- Задание
Напишите продолжение текста о Горьком, начиная сразу после его последней фразы.

Иван Толстой: Борис Михайлович, всё-таки вы склонны пребывание Горького за границей до 1928 года считать эмиграцией?
Борис Парамонов: Условной эмиграцией. В белоэмигрантской прессе он не участвовал, но широко продолжал издаваться в России. Была налажена широкая торговля авторскими правами через подставное издательство Ладыжникова (или Ладыженского? не помню), и на эти деньги он вполне комфортабельно жил в Италии на шикарной вилле 18-го века.
Иван Толстой: Об этом периоде лучше всех написал Владислав Ходасевич, чрезвычайно ценные мемуары – не только о его итальянском сидении, но и о Горьком-человеке. Его психологический портрет Горького помогает многое понять в горьковской последующей эволюции:
Диктор: «В помощи деньгами и хлопотами он не отказывал никогда. Но в его благотворительстве была особенность: чем горше проситель жаловался, чем более падал духом, тем Горький был к нему внутренне равнодушнее,- и это не потому, что хотел от людей стойкости или сдержанности. Его требования шли гораздо дальше: он не выносил уныния и требовал от человека надежды - во что бы то ни стало, и в этом сказывался его своеобразный, упорный эгоизм: в обмен на свое участие он требовал для себя права мечтать о лучшем будущем того, кому он помогает. Если же проситель своим отчаянием заранее пресекал такие мечты, Горький сердился и помогал уже нехотя, не скрывая досады.
Упорный поклонник и создатель возвышающих обманов, ко всякому разочарованию, ко всякой низкой истине он относился как к проявлению метафизически злого начала. Разрушенная мечта, словно труп, вызывала в нем брезгливость и страх, он в ней словно бы ощущал что-то нечистое. Этот страх, сопровождаемый озлоблением, вызывали у него и все люди, повинные в разрушении иллюзий, все колебатели душевного благодушия, основанного на мечте, все нарушители праздничного, приподнятого настроения.

- Исходные данные

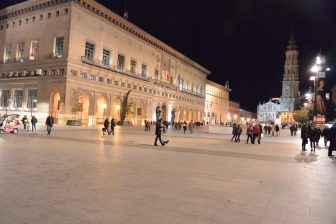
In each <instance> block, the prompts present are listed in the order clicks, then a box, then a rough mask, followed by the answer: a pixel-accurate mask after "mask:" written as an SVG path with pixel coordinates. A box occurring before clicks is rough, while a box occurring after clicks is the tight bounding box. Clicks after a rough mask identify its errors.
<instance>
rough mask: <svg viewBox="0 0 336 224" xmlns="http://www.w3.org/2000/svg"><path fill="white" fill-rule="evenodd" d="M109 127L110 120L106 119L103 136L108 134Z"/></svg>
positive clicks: (104, 121) (107, 118)
mask: <svg viewBox="0 0 336 224" xmlns="http://www.w3.org/2000/svg"><path fill="white" fill-rule="evenodd" d="M109 125H110V121H109V120H108V118H106V119H105V121H104V128H103V135H105V132H108V128H109Z"/></svg>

- Ответ
Осенью 1920 года в Петербург приехал Уэллс. На обеде, устроенном в его честь, сам Горький и другие ораторы говорили о перспективах, которые молодая диктатура пролетариата открывает перед наукой и искусством. Внезапно А. В. Амфитеатров, к которому Горький относился очень хорошо, встал и сказал нечто противоположное предыдущим речам. С этого дня Горький его возненавидел - и вовсе не за то, что писатель выступил против советской власти, а за то, что он оказался разрушителем празднества, trouble fete.
В "На дне", в самом конце последнего акта, все поют хором. Вдруг открывается дверь, и Барон, стоя на пороге, кричит: "Эй... вы! Иди... идите сюда! На пустыре... там... Актер... удавился!" В наступившей тишине Сатин негромко ему отвечает: "Эх... испортил песню... дур-рак!" На этом занавес падает. Неизвестно, кого бранит Сатин: Актера, который некстати повесился, или Барона, принесшего об этом известие. Всего вероятнее обоих, потому что оба виноваты в порче песни.
В этом - весь Горький. Он не стеснялся и в жизни откровенно сердиться на людей, приносящих дурные вести. Однажды я сказал ему:
- Вы, Алексей Максимович, вроде царя Салтана:
В гневе начал он чудесить
И гонца велел повесить.
Он ответил насупившись:
- Умный царь. Дурных вестников обязательно надо казнить.
Может быть, этот наш разговор припомнил он и тогда, когда, в ответ на "низкие истины" Кусковой, ответил ей яростным пожеланием как можно скорей умереть.
Самому себе он не позволял быть вестником неудачи или несчастия. Если нельзя было смолчать, он предпочитал ложь и был искренно уверен, что поступает человеколюбиво».
Борис Парамонов: Ну да, особенно о патологической и в то же время какой-то детской лживости Горького. Но об этом поговорим позднее, когда коснемся темы социалистического реализма.
А пока я снова хочу вернуться к критикам, к тому же Чуковскому, написавшему в 1924 году замечательную работу «Две души Максима Горького».
Иван Толстой: Это была, кажется, последняя работа Чуковского в жанре литературной критики.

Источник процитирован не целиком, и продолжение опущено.